Your objective |
Recast the lines below as a Markdown table with two columns, Index and Line. Number each line in order and leave out any blank lines.

Supplied material |

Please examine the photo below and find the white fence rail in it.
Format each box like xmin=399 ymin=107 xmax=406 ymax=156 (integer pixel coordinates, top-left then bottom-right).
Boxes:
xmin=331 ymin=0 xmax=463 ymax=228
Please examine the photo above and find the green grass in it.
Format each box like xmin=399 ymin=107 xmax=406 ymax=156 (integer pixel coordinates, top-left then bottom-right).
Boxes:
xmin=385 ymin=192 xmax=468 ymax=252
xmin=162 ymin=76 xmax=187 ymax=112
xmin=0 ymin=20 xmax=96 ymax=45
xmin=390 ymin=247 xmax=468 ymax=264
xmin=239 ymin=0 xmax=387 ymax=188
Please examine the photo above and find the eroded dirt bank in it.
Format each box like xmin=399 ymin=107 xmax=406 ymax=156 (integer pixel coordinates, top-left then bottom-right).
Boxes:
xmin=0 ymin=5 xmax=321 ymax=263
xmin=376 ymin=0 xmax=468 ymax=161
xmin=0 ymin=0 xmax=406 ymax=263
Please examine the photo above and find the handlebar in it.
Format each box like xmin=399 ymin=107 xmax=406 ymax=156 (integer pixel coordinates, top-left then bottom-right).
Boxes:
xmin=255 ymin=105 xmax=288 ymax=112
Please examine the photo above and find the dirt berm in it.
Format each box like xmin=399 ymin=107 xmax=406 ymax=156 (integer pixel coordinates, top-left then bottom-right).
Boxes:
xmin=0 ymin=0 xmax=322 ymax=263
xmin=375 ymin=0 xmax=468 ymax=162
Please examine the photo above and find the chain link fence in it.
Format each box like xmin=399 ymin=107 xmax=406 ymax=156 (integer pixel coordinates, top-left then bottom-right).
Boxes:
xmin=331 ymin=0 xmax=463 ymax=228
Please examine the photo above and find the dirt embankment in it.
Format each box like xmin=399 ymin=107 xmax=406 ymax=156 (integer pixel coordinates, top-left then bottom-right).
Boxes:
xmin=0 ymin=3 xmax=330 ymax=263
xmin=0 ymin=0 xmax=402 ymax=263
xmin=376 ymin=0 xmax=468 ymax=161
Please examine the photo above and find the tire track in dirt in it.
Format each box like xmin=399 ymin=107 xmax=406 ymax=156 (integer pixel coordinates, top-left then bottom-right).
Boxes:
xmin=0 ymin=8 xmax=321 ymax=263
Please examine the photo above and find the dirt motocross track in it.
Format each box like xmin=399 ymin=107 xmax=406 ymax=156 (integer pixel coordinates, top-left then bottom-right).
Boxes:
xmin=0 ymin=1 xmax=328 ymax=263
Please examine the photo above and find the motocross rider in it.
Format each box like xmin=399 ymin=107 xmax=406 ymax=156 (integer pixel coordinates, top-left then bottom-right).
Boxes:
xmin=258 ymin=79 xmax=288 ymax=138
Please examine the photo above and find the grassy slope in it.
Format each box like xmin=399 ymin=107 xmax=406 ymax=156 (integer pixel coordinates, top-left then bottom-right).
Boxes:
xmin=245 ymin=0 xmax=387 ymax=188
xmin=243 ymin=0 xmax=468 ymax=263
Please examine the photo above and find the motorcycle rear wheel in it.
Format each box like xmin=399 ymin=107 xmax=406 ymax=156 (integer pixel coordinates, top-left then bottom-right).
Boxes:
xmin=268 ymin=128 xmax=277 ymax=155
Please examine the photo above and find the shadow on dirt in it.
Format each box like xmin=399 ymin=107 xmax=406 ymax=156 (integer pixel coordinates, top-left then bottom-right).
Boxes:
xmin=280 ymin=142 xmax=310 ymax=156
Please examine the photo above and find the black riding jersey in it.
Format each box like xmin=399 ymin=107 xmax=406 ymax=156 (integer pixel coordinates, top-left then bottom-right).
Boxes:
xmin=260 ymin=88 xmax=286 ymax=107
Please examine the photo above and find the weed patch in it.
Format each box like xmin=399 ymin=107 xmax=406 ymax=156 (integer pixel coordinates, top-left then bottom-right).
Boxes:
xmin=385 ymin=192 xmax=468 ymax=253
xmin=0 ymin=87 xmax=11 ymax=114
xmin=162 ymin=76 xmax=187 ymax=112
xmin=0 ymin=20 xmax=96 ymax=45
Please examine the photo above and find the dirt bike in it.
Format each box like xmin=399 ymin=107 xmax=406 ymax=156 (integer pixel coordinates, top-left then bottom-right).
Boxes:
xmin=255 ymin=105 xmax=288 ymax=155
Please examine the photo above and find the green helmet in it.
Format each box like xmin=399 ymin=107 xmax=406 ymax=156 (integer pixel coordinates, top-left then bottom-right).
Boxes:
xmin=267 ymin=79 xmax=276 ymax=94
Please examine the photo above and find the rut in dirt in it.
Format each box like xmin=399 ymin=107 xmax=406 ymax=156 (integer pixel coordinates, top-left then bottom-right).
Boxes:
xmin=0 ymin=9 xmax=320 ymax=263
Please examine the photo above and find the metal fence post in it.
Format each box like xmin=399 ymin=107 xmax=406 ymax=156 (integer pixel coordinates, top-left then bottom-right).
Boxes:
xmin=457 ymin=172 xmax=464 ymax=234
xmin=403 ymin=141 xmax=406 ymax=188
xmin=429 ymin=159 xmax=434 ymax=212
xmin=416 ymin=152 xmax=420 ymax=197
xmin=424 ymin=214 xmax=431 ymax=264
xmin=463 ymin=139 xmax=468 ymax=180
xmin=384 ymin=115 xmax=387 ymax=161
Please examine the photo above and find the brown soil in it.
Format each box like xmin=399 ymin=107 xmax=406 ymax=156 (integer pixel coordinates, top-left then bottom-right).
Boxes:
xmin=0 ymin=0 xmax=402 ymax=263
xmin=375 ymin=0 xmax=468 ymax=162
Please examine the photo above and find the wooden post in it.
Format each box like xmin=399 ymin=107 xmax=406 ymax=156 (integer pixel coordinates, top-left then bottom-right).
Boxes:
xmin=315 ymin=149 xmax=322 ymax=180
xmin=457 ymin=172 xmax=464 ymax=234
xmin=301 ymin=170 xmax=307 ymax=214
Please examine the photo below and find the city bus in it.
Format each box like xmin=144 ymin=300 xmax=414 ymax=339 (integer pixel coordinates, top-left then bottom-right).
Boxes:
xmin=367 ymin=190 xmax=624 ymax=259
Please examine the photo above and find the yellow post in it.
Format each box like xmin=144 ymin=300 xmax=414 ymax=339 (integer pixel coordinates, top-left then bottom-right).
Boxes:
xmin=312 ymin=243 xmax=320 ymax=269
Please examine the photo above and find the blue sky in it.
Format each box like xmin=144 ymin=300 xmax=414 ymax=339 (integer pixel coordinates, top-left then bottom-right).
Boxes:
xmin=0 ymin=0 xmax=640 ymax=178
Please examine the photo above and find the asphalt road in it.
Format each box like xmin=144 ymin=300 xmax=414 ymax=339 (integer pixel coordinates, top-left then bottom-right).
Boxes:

Reply |
| Index | Line |
|---|---|
| 1 | Please examine the photo below and find the white fence rail in it. |
| 2 | Format each box like xmin=399 ymin=107 xmax=406 ymax=156 (integer pixel coordinates, top-left then bottom-right). |
| 3 | Boxes: |
| 4 | xmin=331 ymin=0 xmax=463 ymax=228 |
| 5 | Please examine the photo above and find the green grass in it. |
| 6 | Format each box like xmin=399 ymin=107 xmax=406 ymax=156 (integer pixel coordinates, top-left then bottom-right). |
| 7 | Boxes: |
| 8 | xmin=385 ymin=192 xmax=468 ymax=252 |
| 9 | xmin=162 ymin=76 xmax=187 ymax=112 |
| 10 | xmin=0 ymin=20 xmax=96 ymax=45 |
| 11 | xmin=390 ymin=247 xmax=468 ymax=264 |
| 12 | xmin=239 ymin=0 xmax=387 ymax=188 |
| 13 | Please examine the photo above and find the eroded dirt bank in it. |
| 14 | Format each box like xmin=399 ymin=107 xmax=406 ymax=156 (integer pixel coordinates, top-left then bottom-right). |
| 15 | Boxes: |
| 16 | xmin=0 ymin=5 xmax=321 ymax=263 |
| 17 | xmin=376 ymin=0 xmax=468 ymax=161 |
| 18 | xmin=0 ymin=0 xmax=406 ymax=263 |
| 19 | Please examine the photo above and find the handlebar in it. |
| 20 | Format each box like xmin=399 ymin=107 xmax=406 ymax=156 (integer pixel coordinates, top-left then bottom-right). |
| 21 | Boxes: |
| 22 | xmin=255 ymin=105 xmax=288 ymax=112 |
| 23 | Please examine the photo above and find the dirt berm in it. |
| 24 | Format each box like xmin=399 ymin=107 xmax=406 ymax=156 (integer pixel coordinates, top-left then bottom-right). |
| 25 | Boxes: |
| 26 | xmin=0 ymin=0 xmax=322 ymax=263 |
| 27 | xmin=375 ymin=0 xmax=468 ymax=162 |
| 28 | Please examine the photo above and find the chain link fence in it. |
| 29 | Format each box like xmin=399 ymin=107 xmax=406 ymax=156 (integer pixel coordinates, top-left then bottom-right). |
| 30 | Boxes: |
| 31 | xmin=331 ymin=0 xmax=463 ymax=228 |
| 32 | Please examine the photo above and find the dirt embankment in it. |
| 33 | Format each box like xmin=399 ymin=107 xmax=406 ymax=156 (integer pixel coordinates, top-left then bottom-right). |
| 34 | Boxes: |
| 35 | xmin=0 ymin=3 xmax=330 ymax=263 |
| 36 | xmin=0 ymin=0 xmax=402 ymax=263 |
| 37 | xmin=376 ymin=0 xmax=468 ymax=161 |
| 38 | Please examine the photo above and find the tire track in dirt in it. |
| 39 | Format each box like xmin=399 ymin=107 xmax=406 ymax=156 (integer pixel coordinates, top-left then bottom-right). |
| 40 | Boxes: |
| 41 | xmin=0 ymin=8 xmax=321 ymax=263 |
| 42 | Please examine the photo above and find the dirt motocross track in it. |
| 43 | Format each box like xmin=399 ymin=107 xmax=406 ymax=156 (integer pixel coordinates, top-left then bottom-right). |
| 44 | Boxes: |
| 45 | xmin=0 ymin=1 xmax=328 ymax=263 |
| 46 | Please examine the photo above and find the motocross rider in it. |
| 47 | Format each box like xmin=399 ymin=107 xmax=406 ymax=156 (integer pixel coordinates, top-left then bottom-right). |
| 48 | Boxes: |
| 49 | xmin=258 ymin=79 xmax=288 ymax=138 |
| 50 | Please examine the photo above and find the grassy slope in it. |
| 51 | Format each box like xmin=399 ymin=107 xmax=406 ymax=156 (integer pixel coordinates, top-left then bottom-right). |
| 52 | Boxes: |
| 53 | xmin=245 ymin=0 xmax=387 ymax=188 |
| 54 | xmin=243 ymin=0 xmax=468 ymax=263 |
| 55 | Please examine the photo above and find the motorcycle rear wheel in it. |
| 56 | Format each box like xmin=399 ymin=107 xmax=406 ymax=156 (integer pixel coordinates, top-left then bottom-right). |
| 57 | Boxes: |
| 58 | xmin=268 ymin=128 xmax=277 ymax=155 |
| 59 | Please examine the photo above and find the shadow on dirt in it. |
| 60 | Format each box like xmin=399 ymin=107 xmax=406 ymax=156 (integer pixel coordinates, top-left then bottom-right). |
| 61 | Boxes: |
| 62 | xmin=280 ymin=142 xmax=310 ymax=156 |
| 63 | Please examine the photo above and find the black riding jersey in it. |
| 64 | Format each box like xmin=399 ymin=107 xmax=406 ymax=156 (integer pixel coordinates, top-left then bottom-right). |
| 65 | Boxes: |
| 66 | xmin=260 ymin=88 xmax=286 ymax=107 |
| 67 | Please examine the photo above and find the weed patch in it. |
| 68 | Format each box like xmin=399 ymin=107 xmax=406 ymax=156 (integer pixel coordinates, top-left then bottom-right). |
| 69 | Boxes: |
| 70 | xmin=385 ymin=192 xmax=468 ymax=253 |
| 71 | xmin=0 ymin=87 xmax=11 ymax=114 |
| 72 | xmin=162 ymin=76 xmax=187 ymax=112 |
| 73 | xmin=0 ymin=20 xmax=96 ymax=45 |
| 74 | Please examine the photo above and find the dirt bike in it. |
| 75 | Format each box like xmin=399 ymin=107 xmax=406 ymax=156 (integer pixel coordinates, top-left then bottom-right). |
| 76 | Boxes: |
| 77 | xmin=255 ymin=105 xmax=288 ymax=155 |
| 78 | Please examine the photo above and find the green helmet in it. |
| 79 | Format each box like xmin=399 ymin=107 xmax=406 ymax=156 (integer pixel coordinates, top-left then bottom-right). |
| 80 | Boxes: |
| 81 | xmin=267 ymin=79 xmax=276 ymax=94 |
| 82 | Please examine the photo above and find the rut in dirt in it. |
| 83 | Format each box like xmin=399 ymin=107 xmax=406 ymax=156 (integer pixel coordinates, top-left then bottom-right). |
| 84 | Boxes: |
| 85 | xmin=0 ymin=9 xmax=320 ymax=263 |
| 86 | Please examine the photo above and find the metal fence post in it. |
| 87 | Format each box like xmin=399 ymin=107 xmax=406 ymax=156 (integer pixel coordinates, top-left then bottom-right). |
| 88 | Boxes: |
| 89 | xmin=457 ymin=172 xmax=464 ymax=234 |
| 90 | xmin=403 ymin=141 xmax=406 ymax=188 |
| 91 | xmin=429 ymin=159 xmax=434 ymax=212 |
| 92 | xmin=416 ymin=152 xmax=420 ymax=197 |
| 93 | xmin=424 ymin=214 xmax=431 ymax=264 |
| 94 | xmin=463 ymin=139 xmax=468 ymax=180 |
| 95 | xmin=384 ymin=115 xmax=387 ymax=161 |
| 96 | Please examine the photo above and find the brown soil in it. |
| 97 | Format each box like xmin=399 ymin=107 xmax=406 ymax=156 (integer pixel coordinates, top-left then bottom-right). |
| 98 | Boxes: |
| 99 | xmin=0 ymin=0 xmax=402 ymax=263 |
| 100 | xmin=375 ymin=0 xmax=468 ymax=162 |
| 101 | Please examine the photo above and find the wooden post in it. |
| 102 | Format each box like xmin=399 ymin=107 xmax=406 ymax=156 (integer pixel coordinates, top-left then bottom-right). |
| 103 | Boxes: |
| 104 | xmin=315 ymin=149 xmax=322 ymax=180 |
| 105 | xmin=457 ymin=172 xmax=464 ymax=234 |
| 106 | xmin=301 ymin=170 xmax=307 ymax=214 |
| 107 | Please examine the photo below and find the city bus in it. |
| 108 | Format each box like xmin=144 ymin=300 xmax=414 ymax=339 (integer pixel coordinates, top-left then bottom-right). |
| 109 | Boxes: |
| 110 | xmin=367 ymin=190 xmax=624 ymax=259 |
| 111 | Please examine the photo above and find the yellow post in it. |
| 112 | Format each box like xmin=144 ymin=300 xmax=414 ymax=339 (integer pixel coordinates, top-left then bottom-right). |
| 113 | Boxes: |
| 114 | xmin=312 ymin=243 xmax=320 ymax=269 |
| 115 | Please examine the photo above and find the blue sky in it. |
| 116 | Format each box like xmin=144 ymin=300 xmax=414 ymax=339 (integer pixel coordinates, top-left then bottom-right). |
| 117 | Boxes: |
| 118 | xmin=0 ymin=0 xmax=640 ymax=178 |
| 119 | Please examine the photo above and find the asphalt road in it. |
| 120 | Format each box like xmin=144 ymin=300 xmax=414 ymax=339 (integer pixel coordinates, top-left then bottom-right). |
| 121 | Boxes: |